-- BEGIN Source --

Ferguson’s will gave full, unconditional, and continuing power to the trustees to sell any and all property and to invest and reinvest the proceeds in such manner as to them might seem best. He also stated in his will that he then considered the stock in Gordon & Ferguson a good investment and authorized his trustees to retain such stock as long as it might seem to them to be safe and expedient to .do so “not exceeding, however, a period of five years from and after my death.” In 1910 it became apparent that the trustees would be unable to dispose of the preferred stock remaining in the trust at prices which they deemed satisfactory, and the above entitled suit of the Northwestern Trust Company and Charles Gordon against Pauline Emmet and others was commenced in the district court of Ramsey county and the authority of that court sought for the interpretation of the will and the retention of the stock as part of the trust fund until such time as it might be sold for its par value or more. In that suit Ferguson’s daughter, Pauline, appeared and consented to and requested the relief sought but did not answer. Her children through their guardian ad litem appeared and answered, praying that the court enter its judgment and order requiring and authorizing the trustees to adopt such a course of action as should be for the best interests of the trust estate and of the minors defendant. Up to this time the trustees had sold only 500 shares of the preferred stock, for which they had received par. March 7, 1911, the district court entered its decree approving the retention as part of the trust estate of the shares of the preferred stock then remaining in their hands and authorizing them to continue to retain the stock until such time as they might receive an offer of purchase at not less than the par value thereof and directing the sale of all or any part at par or a greater price. At the end of the decree it was provided:

“The court reserves the power at the foot of this decree, either on its own motion or on motion of the plaintiffs or defendants or any other person interested in the trust estate, to make such further order and decree relating to such matter as may be required, including the right to hereafter direct a sale of said stock or any part thereof upon other terms than hereinabove provided.”

-- END Source --
-- BEGIN Data lines --

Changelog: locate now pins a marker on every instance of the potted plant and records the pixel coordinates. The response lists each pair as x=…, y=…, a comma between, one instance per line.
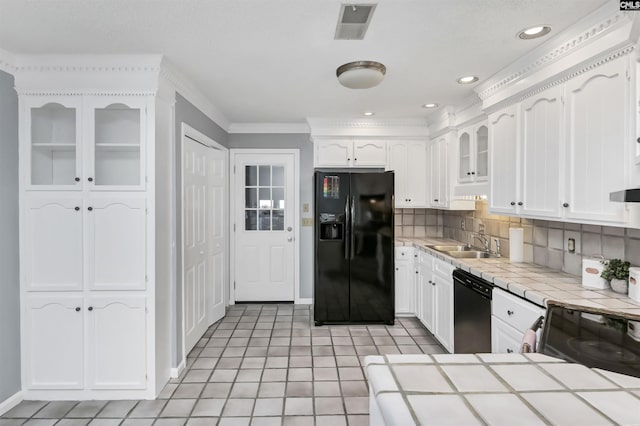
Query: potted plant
x=616, y=271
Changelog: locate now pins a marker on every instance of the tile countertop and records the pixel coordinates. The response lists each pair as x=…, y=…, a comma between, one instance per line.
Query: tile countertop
x=498, y=389
x=537, y=284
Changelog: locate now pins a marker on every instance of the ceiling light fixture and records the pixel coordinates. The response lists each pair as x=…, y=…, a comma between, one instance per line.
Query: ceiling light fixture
x=467, y=79
x=534, y=32
x=361, y=74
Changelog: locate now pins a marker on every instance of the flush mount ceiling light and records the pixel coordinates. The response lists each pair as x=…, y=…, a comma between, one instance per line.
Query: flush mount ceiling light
x=467, y=79
x=534, y=32
x=361, y=74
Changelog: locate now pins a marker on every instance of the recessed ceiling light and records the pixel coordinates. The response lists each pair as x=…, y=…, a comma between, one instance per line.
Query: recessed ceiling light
x=467, y=79
x=534, y=32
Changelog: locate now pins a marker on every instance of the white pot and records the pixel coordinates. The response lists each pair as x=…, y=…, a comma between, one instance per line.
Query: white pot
x=620, y=286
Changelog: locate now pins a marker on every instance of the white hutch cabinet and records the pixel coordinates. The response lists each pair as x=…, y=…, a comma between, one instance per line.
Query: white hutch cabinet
x=87, y=229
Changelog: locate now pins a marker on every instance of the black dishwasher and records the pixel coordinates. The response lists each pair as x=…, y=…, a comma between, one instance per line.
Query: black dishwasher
x=471, y=313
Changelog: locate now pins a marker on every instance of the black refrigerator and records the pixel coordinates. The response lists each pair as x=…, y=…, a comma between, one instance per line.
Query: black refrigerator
x=354, y=248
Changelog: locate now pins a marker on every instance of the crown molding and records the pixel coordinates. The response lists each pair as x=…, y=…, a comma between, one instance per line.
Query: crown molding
x=7, y=62
x=296, y=128
x=191, y=93
x=392, y=127
x=565, y=47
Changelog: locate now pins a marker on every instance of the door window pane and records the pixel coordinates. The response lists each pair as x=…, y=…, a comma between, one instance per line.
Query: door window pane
x=264, y=198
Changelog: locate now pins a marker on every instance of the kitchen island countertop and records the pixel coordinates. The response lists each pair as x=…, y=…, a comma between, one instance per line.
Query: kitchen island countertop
x=497, y=389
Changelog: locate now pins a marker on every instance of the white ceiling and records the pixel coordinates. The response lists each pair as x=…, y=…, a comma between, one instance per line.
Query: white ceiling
x=274, y=61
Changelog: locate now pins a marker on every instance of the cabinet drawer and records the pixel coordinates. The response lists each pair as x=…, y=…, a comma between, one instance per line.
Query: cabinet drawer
x=514, y=311
x=443, y=268
x=404, y=253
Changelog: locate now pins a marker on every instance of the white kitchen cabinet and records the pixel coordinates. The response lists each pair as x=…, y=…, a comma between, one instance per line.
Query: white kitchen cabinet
x=503, y=164
x=542, y=154
x=52, y=244
x=115, y=241
x=73, y=142
x=511, y=316
x=404, y=281
x=473, y=153
x=597, y=122
x=53, y=350
x=116, y=344
x=407, y=159
x=349, y=153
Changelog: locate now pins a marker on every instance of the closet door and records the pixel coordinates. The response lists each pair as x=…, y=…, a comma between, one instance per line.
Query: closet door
x=52, y=244
x=115, y=238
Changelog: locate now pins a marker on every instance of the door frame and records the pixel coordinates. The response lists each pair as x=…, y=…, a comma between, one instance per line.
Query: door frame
x=188, y=132
x=233, y=153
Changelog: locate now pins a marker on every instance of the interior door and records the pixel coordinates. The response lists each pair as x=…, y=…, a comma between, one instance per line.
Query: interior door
x=204, y=238
x=264, y=222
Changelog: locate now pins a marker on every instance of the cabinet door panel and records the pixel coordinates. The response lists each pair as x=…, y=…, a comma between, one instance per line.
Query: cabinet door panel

-- END Data lines --

**Problem description**
In the passage about Ferguson's will, on what date did the district court enter its decree approving the retention of the preferred stock?

**Task response**
March 7, 1911.